- [Problem to solve]: Set out the lines below as a Markdown table with two columns, No. and Line, giving each row a number. Leave out blank lines and pictures.

- [Data listing]:
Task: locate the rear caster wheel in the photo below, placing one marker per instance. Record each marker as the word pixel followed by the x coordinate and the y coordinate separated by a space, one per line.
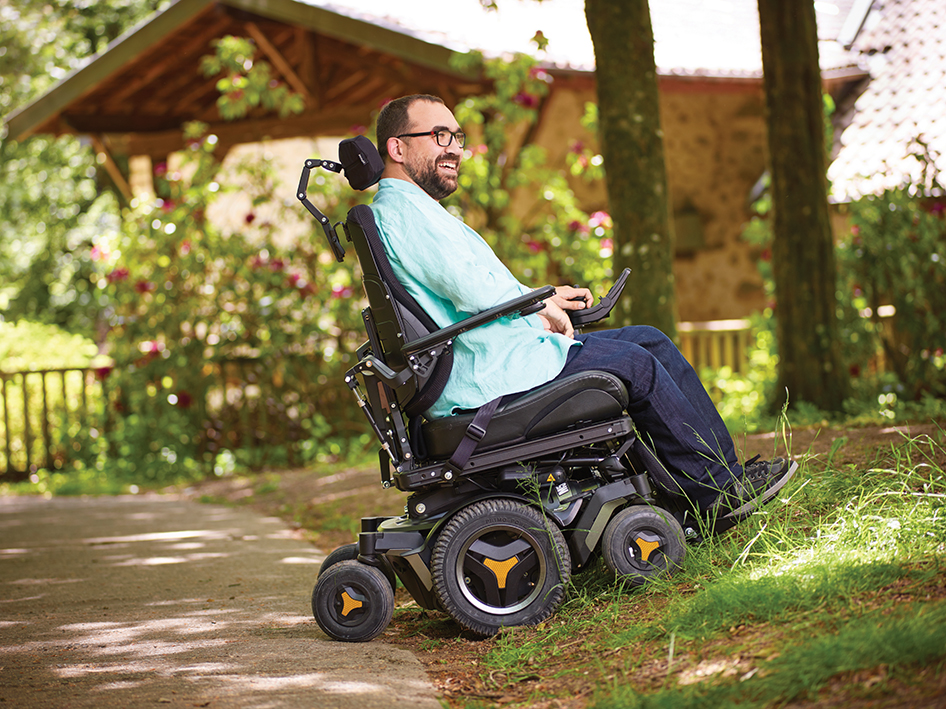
pixel 498 563
pixel 349 552
pixel 643 543
pixel 352 601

- [Solution to this problem]:
| No. | Line |
|---|---|
| 1 | Task: locate the rear caster wheel in the photo below, placing one marker per instance. Record each marker as the word pixel followed by the x coordinate and the y coordinate separated by a space, one per line. |
| 2 | pixel 498 563 |
| 3 | pixel 349 552 |
| 4 | pixel 643 543 |
| 5 | pixel 352 601 |